Start of Records supplied
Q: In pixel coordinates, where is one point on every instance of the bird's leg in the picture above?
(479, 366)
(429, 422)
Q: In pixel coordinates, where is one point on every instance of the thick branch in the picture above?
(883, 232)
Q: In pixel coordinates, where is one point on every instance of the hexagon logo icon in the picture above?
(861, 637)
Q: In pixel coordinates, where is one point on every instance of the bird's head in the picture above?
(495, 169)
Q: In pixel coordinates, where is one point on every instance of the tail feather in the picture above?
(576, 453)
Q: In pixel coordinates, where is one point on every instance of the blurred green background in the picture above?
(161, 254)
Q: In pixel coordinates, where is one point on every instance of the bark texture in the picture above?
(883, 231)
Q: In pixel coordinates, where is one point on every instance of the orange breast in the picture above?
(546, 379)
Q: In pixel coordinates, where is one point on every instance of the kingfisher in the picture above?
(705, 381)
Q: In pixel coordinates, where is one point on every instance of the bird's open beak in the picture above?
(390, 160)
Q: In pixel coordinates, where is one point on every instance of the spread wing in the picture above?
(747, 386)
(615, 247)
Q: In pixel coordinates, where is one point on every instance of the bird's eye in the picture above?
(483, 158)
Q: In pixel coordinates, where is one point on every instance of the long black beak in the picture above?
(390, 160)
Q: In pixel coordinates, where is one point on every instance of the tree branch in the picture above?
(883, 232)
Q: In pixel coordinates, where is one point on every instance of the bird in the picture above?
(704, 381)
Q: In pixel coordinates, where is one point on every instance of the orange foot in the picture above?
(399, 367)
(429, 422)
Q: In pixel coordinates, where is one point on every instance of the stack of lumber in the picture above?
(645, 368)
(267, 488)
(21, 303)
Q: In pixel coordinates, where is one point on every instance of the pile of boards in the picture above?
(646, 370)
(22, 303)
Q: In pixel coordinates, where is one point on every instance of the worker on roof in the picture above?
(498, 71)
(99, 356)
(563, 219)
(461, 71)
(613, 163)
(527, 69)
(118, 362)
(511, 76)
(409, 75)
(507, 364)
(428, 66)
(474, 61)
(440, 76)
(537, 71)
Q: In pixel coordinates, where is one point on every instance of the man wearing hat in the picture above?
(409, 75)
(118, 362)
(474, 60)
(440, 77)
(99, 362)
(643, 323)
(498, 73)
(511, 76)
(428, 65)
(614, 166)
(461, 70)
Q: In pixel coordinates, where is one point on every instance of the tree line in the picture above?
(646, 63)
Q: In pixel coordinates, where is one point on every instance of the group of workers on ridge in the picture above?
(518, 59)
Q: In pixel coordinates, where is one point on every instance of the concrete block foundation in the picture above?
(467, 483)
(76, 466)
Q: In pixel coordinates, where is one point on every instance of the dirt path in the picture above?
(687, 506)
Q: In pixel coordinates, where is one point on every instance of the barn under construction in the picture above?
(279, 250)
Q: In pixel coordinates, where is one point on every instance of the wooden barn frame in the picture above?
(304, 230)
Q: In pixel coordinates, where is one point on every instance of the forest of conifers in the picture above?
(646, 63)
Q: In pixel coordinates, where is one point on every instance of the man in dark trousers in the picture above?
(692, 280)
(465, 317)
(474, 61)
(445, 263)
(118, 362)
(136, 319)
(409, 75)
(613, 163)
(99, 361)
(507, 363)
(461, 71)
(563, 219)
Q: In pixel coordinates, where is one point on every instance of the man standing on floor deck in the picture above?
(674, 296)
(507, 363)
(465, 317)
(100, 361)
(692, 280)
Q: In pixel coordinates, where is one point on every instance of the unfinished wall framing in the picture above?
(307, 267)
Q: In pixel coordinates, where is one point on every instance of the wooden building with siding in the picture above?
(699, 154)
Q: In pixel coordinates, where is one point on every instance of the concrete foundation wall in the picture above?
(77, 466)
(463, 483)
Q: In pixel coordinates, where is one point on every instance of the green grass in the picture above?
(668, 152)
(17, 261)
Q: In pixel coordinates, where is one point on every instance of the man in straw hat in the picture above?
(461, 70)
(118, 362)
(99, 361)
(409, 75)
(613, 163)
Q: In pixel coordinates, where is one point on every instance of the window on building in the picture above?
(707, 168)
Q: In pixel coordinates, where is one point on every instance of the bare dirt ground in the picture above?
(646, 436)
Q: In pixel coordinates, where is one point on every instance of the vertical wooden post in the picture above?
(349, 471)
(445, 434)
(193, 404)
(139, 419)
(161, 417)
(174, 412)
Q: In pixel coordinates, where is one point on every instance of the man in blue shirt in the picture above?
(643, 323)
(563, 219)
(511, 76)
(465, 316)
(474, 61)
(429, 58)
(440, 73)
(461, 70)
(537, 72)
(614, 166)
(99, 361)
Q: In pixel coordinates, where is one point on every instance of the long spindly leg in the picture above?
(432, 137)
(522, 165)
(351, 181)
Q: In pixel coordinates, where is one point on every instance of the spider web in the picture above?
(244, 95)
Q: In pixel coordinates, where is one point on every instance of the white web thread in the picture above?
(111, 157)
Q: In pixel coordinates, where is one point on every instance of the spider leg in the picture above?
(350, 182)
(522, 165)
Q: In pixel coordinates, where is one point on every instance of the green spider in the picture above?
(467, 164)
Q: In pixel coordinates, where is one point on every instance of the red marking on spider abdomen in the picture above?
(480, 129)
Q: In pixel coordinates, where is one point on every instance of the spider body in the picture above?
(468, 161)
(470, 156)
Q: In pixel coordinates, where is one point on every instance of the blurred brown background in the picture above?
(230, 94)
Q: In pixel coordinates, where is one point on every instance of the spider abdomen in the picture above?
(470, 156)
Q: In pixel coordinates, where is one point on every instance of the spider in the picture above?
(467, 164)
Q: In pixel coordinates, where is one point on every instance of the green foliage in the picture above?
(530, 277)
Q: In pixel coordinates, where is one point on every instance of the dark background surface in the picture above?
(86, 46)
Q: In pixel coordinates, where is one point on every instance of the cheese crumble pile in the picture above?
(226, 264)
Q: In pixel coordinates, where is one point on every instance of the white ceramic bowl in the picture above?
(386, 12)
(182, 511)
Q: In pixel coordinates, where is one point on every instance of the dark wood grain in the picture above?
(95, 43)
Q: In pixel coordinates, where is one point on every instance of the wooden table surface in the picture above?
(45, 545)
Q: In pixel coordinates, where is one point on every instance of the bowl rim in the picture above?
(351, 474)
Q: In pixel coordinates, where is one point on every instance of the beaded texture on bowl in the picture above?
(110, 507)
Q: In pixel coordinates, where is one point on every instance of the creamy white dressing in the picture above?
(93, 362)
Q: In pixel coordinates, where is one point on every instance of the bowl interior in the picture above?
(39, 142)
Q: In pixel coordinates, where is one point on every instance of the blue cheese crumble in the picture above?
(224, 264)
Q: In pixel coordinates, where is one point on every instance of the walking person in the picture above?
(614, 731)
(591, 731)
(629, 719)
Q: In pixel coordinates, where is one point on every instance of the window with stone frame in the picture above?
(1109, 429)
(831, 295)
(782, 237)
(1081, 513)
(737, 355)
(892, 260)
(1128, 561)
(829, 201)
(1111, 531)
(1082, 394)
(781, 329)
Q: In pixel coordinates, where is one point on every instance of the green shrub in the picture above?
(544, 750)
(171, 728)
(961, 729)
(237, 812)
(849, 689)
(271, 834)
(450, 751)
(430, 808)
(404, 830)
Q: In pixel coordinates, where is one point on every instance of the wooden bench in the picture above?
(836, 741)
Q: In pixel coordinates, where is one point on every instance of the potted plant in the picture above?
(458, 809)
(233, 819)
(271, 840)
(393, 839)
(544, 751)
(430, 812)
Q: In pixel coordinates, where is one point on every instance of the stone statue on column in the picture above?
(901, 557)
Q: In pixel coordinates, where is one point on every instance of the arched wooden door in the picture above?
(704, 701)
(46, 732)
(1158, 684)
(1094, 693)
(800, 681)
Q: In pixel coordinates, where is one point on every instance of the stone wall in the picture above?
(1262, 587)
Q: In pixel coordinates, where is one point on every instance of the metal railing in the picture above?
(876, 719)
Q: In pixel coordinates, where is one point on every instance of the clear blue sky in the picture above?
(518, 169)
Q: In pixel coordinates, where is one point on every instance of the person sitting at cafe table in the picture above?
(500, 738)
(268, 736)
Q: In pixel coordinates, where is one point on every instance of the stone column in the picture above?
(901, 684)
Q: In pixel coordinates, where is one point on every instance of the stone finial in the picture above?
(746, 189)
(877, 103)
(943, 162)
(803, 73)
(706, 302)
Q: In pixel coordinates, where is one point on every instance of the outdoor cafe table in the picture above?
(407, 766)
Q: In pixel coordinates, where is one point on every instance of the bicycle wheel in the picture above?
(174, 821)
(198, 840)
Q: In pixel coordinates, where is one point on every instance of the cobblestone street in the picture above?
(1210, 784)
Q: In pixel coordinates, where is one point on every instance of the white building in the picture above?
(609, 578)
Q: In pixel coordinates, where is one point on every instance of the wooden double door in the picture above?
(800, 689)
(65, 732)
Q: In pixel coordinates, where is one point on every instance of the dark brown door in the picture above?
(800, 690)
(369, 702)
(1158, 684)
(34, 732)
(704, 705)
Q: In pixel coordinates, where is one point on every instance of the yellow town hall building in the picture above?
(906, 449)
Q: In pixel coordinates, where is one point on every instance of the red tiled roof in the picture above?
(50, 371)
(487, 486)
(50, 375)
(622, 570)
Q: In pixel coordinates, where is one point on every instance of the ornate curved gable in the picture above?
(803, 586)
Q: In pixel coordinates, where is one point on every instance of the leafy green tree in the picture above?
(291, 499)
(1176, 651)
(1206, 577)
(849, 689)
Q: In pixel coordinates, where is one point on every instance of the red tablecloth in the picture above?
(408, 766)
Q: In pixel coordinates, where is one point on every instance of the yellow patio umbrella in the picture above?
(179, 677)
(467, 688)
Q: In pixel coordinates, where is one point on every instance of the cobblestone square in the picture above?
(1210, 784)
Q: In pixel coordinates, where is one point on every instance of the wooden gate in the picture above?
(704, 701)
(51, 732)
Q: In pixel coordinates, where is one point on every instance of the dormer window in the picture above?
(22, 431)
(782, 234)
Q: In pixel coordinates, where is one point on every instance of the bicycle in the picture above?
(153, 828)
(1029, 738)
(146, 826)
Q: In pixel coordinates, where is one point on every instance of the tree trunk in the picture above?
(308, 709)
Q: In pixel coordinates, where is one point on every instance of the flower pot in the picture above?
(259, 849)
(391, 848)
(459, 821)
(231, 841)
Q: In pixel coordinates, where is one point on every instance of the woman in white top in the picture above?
End of Records supplied
— Required task —
The lines to quote run from the one containing "white building in the picture above?" through the final line of the material above; please give them exactly, both ends included, and nothing else.

— Expected answer —
Q: In pixel coordinates, where is one point on every instance of the white building in the picture above?
(609, 578)
Q: In pixel coordinates, where is one point on every instance of the wooden double door in the picture above?
(800, 689)
(65, 732)
Q: In pixel coordinates, where is one point on every instance of the dark brown door in the picture above?
(800, 690)
(369, 702)
(1158, 684)
(34, 732)
(704, 705)
Q: In pixel coordinates, where is one point on every instance of the yellow town hall building in the picture above?
(906, 449)
Q: In pixel coordinates, where is one point on every instance of the red tiled roof in the picture above?
(50, 371)
(487, 486)
(50, 375)
(622, 570)
Q: In pixel coordinates, where is one point on every instance of the ornate curved gable in the picture above?
(803, 586)
Q: In pixel coordinates, where is one point on every instance of the leafy green tree in the picture above?
(291, 499)
(1176, 651)
(1206, 577)
(849, 689)
Q: In pixel coordinates, where is one point on every instance of the red tablecloth in the picture above?
(408, 766)
Q: In pixel coordinates, where is one point on every instance of the yellow patio umbrella in the picture above?
(179, 677)
(467, 688)
Q: In pixel coordinates, where is one point on every instance of the cobblestone square in the picture above?
(1210, 784)
Q: In pixel coordinates, where is one point on every instance of the wooden gate in the picture above?
(704, 701)
(51, 732)
Q: In pixel coordinates, where is one point on every instance of the dormer window in the picture above?
(22, 431)
(782, 234)
Q: In pixel coordinates, where is one point on every instance of the bicycle in the picture above?
(153, 828)
(1029, 738)
(146, 826)
Q: In pixel coordinates, where is one point on every instance of the tree trunk in the picture above?
(308, 709)
Q: In pixel coordinates, where is one point on every instance of the flower pot in the picture above?
(259, 849)
(391, 848)
(459, 821)
(231, 841)
Q: In pixel coordinates, where is one point on every instance of the woman in white top in the picture above?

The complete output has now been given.